### Work instructions:
A. List each ingredient that the tea review names as part of the Salted Caramel Pancakes blend.
B. Return the portion of the tea review starting with "Preparation" and going on through "as a latte.", copied verbatim.
* BEGIN Passage to read *
Dessert by Deb’s Salted Caramel Pancakes

Salted Caramel Pancakes by Dessert by Deb
Black Tea / Flavoured
$16.00 for 75g

First Impressions

Salted Caramel Pancakes came as part of my Dessert by Deb Subscription Box. This black tea blend came in a metallic pouch with a clear window and a label across the front. The tea is visible through the clear window, and it reminds me visually a lot like a genmaicha because of the presence of the popped rice.

The aroma of Salted Caramel Pancakes is a strong blend of the brown sugar and maple notes, with hints of the popped rice in the background. Salted Caramel Pancakes consists of organic: black tea, caramel, popped rice, Canadian maple, brown sugar, and honeybush. The glisten from the brown sugar makes it an attractive black tea blend, with the light glitter of the sugar under the light.

Preparation

No instructions were found on the sample packaging, but I was able to find the information from the Dessert by Deb website. Dessert by Deb recommends Salted Caramel Pancakes in 212°F (100°C) water for 4 to 6 minutes and recommended drinking it straight or as a latte.
* END Passage to read *
* BEGIN Data supplied *
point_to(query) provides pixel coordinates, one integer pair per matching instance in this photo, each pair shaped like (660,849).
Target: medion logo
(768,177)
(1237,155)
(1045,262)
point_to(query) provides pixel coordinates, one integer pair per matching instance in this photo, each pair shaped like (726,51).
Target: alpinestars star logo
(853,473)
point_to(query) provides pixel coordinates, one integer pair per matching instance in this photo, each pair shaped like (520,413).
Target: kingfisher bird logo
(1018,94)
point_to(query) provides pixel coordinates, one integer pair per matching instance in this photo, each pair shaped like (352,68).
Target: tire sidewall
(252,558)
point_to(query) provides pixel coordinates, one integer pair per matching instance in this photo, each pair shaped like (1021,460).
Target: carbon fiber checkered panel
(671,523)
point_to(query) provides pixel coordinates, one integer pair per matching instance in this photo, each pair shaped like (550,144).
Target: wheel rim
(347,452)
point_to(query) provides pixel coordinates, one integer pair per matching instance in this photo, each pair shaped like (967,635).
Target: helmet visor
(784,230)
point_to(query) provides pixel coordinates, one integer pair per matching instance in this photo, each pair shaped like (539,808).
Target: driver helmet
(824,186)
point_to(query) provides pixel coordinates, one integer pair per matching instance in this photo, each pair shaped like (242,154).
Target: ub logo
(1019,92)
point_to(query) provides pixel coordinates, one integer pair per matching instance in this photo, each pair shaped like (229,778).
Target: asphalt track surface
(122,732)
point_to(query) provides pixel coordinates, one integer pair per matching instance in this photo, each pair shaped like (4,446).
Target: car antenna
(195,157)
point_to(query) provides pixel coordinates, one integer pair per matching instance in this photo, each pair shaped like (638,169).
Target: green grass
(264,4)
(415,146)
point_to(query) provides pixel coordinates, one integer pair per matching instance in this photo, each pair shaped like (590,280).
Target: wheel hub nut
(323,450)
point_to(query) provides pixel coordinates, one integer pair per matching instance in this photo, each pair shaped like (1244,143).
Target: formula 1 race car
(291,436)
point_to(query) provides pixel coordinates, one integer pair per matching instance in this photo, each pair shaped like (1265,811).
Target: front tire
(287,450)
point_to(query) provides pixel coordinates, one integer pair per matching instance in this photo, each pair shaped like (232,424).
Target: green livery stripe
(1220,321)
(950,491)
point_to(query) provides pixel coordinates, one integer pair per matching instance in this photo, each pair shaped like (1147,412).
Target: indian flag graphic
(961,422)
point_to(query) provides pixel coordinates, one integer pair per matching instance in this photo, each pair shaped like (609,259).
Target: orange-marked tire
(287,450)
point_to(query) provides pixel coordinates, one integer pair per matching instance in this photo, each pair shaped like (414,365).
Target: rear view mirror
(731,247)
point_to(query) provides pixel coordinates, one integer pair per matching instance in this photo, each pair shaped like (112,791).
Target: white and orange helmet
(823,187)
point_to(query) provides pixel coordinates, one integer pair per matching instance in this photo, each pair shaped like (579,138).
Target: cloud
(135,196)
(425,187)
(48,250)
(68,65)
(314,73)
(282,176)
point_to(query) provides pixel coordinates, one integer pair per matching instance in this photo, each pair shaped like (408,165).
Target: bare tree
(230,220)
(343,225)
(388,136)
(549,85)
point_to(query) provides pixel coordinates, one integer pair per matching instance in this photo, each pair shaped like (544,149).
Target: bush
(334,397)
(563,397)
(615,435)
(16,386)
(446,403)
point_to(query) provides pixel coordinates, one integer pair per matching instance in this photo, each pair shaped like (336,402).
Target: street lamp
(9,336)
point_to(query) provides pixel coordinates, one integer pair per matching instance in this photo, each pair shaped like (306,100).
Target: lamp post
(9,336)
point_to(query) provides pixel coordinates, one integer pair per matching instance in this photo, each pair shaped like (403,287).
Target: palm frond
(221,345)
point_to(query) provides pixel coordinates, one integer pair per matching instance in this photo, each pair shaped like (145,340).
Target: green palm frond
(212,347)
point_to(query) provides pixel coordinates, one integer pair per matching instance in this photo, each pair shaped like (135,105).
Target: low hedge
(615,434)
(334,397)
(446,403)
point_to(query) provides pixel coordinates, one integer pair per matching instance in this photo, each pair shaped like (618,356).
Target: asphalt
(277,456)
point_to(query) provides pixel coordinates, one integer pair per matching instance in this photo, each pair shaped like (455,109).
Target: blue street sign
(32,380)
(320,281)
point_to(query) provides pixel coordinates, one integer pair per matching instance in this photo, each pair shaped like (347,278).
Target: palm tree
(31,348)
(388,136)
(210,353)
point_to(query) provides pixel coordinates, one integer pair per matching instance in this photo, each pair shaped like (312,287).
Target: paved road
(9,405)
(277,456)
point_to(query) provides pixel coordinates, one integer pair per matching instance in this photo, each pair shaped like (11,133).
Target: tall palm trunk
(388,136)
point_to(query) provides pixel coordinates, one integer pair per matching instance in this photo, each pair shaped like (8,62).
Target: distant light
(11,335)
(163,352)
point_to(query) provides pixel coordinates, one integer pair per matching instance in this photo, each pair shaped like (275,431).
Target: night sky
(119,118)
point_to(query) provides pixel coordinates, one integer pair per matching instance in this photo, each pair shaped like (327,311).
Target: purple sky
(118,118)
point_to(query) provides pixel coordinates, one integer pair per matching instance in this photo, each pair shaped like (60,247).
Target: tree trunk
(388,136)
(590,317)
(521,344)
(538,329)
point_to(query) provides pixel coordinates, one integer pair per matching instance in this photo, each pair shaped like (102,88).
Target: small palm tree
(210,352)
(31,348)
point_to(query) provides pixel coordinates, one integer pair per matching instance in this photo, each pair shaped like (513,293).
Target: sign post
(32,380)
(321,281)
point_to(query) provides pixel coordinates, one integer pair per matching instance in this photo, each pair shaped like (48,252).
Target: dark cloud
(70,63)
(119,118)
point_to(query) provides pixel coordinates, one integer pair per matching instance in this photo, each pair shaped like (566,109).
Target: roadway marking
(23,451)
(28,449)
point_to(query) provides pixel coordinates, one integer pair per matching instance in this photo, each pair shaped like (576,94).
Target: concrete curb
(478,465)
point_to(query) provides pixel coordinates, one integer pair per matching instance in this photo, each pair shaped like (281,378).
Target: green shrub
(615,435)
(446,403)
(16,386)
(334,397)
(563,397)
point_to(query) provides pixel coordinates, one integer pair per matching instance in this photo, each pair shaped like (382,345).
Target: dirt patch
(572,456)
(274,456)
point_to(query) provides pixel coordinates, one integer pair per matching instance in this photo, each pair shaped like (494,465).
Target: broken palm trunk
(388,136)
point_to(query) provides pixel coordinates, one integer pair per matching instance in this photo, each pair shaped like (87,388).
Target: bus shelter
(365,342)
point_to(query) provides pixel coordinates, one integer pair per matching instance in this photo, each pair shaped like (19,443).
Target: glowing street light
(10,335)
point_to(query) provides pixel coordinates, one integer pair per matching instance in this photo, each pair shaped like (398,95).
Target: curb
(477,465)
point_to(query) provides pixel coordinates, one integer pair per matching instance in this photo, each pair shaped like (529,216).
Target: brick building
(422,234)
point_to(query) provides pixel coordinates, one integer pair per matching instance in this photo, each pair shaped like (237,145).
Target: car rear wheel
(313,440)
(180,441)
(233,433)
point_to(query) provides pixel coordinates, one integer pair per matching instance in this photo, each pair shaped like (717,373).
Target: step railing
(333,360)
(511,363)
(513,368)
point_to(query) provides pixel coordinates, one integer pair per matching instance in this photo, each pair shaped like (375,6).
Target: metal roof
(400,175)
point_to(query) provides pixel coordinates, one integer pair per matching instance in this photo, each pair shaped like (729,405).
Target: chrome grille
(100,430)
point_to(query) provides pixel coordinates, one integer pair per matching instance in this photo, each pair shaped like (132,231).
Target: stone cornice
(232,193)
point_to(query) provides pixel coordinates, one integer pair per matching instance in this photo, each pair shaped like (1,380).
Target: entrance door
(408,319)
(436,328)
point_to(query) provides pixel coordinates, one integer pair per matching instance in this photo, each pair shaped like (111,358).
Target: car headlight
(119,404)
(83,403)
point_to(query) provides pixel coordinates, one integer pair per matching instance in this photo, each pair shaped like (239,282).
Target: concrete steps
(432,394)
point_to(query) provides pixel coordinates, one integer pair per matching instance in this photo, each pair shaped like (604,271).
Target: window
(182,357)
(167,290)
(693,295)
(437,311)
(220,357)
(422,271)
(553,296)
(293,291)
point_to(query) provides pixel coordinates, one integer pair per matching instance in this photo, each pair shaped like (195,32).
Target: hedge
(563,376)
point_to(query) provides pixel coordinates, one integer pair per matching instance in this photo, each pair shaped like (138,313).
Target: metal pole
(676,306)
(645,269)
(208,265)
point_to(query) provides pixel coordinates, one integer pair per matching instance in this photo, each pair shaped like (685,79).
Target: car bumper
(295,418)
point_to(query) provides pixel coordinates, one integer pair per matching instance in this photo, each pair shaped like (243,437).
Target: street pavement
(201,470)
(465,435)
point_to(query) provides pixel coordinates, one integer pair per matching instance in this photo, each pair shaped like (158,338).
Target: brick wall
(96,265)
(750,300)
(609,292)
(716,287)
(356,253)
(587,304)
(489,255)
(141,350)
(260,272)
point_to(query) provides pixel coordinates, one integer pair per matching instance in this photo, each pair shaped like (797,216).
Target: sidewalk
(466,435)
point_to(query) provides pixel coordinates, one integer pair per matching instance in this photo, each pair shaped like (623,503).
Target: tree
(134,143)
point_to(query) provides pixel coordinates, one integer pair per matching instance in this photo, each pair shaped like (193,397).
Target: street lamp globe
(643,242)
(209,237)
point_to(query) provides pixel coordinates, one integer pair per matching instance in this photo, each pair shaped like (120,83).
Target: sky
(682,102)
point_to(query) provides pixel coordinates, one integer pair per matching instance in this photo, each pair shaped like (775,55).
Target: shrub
* END Data supplied *
### Exercise solutions:
A. black tea, caramel, popped rice, Canadian maple, brown sugar, honeybush

B.
Preparation

No instructions were found on the sample packaging, but I was able to find the information from the Dessert by Deb website. Dessert by Deb recommends Salted Caramel Pancakes in 212°F (100°C) water for 4 to 6 minutes and recommended drinking it straight or as a latte.